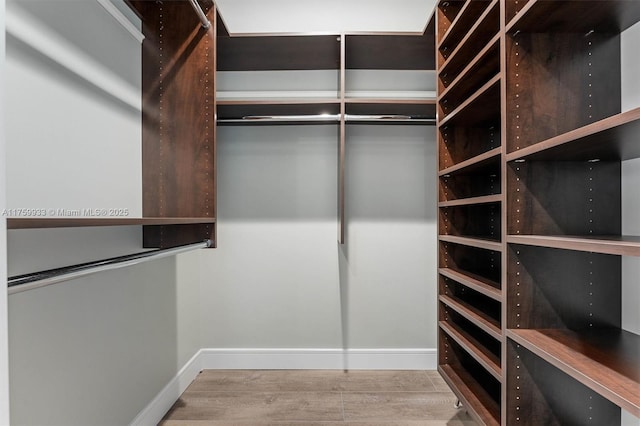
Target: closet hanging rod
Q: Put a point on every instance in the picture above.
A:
(34, 280)
(201, 15)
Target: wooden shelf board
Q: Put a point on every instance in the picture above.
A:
(560, 16)
(278, 101)
(485, 199)
(469, 77)
(459, 57)
(614, 138)
(32, 223)
(467, 15)
(476, 316)
(236, 110)
(424, 109)
(472, 242)
(624, 245)
(477, 163)
(486, 359)
(478, 108)
(474, 282)
(606, 361)
(474, 398)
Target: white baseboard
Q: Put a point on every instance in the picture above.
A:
(158, 407)
(319, 359)
(282, 359)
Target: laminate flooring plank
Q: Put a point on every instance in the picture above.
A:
(312, 381)
(263, 406)
(317, 397)
(388, 406)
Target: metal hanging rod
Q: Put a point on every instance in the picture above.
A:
(203, 18)
(34, 280)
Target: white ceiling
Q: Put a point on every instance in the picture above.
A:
(326, 16)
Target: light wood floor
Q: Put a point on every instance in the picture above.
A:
(323, 397)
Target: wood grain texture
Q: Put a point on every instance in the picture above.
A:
(551, 288)
(471, 260)
(292, 397)
(485, 28)
(541, 394)
(26, 223)
(391, 51)
(474, 282)
(605, 360)
(278, 53)
(564, 198)
(559, 16)
(557, 83)
(178, 140)
(613, 138)
(483, 408)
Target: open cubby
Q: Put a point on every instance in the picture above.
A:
(458, 144)
(471, 260)
(555, 288)
(538, 394)
(478, 302)
(472, 186)
(470, 381)
(530, 121)
(475, 220)
(452, 59)
(564, 198)
(456, 88)
(585, 86)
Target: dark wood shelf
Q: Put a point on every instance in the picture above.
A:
(487, 26)
(250, 111)
(476, 165)
(472, 242)
(481, 68)
(32, 223)
(483, 357)
(273, 53)
(485, 199)
(560, 16)
(391, 110)
(475, 282)
(606, 244)
(466, 18)
(483, 321)
(474, 398)
(605, 360)
(613, 138)
(392, 51)
(482, 106)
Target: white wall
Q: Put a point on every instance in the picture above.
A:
(279, 279)
(4, 352)
(72, 143)
(630, 194)
(97, 350)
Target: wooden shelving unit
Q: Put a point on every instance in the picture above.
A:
(339, 53)
(566, 138)
(531, 139)
(178, 142)
(471, 242)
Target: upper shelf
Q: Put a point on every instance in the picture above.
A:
(74, 222)
(390, 51)
(616, 245)
(561, 16)
(607, 361)
(614, 138)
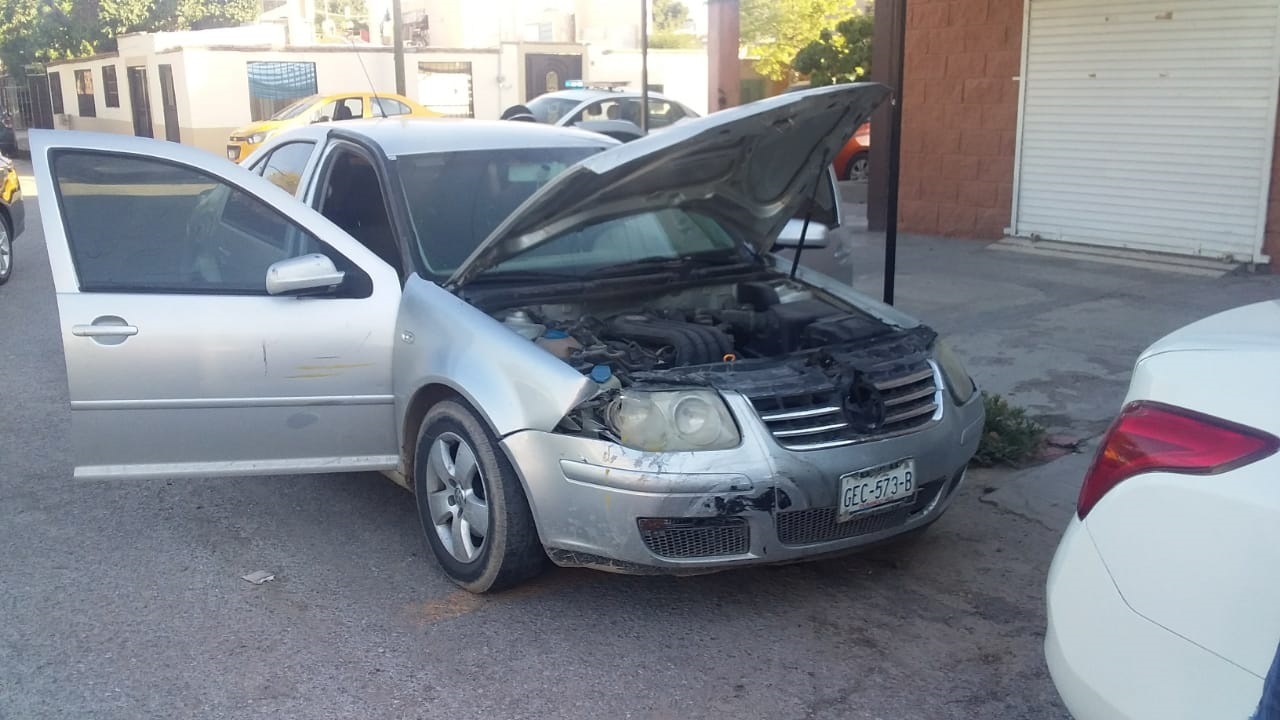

* * * * * * * * *

## What is being asked
Pick out every line of the listing above that contains the word "hanging", treating uppercase and lowercase as different, and copy each one.

## Response to the task
Target: closet hanging rod
Target: metal hanging rod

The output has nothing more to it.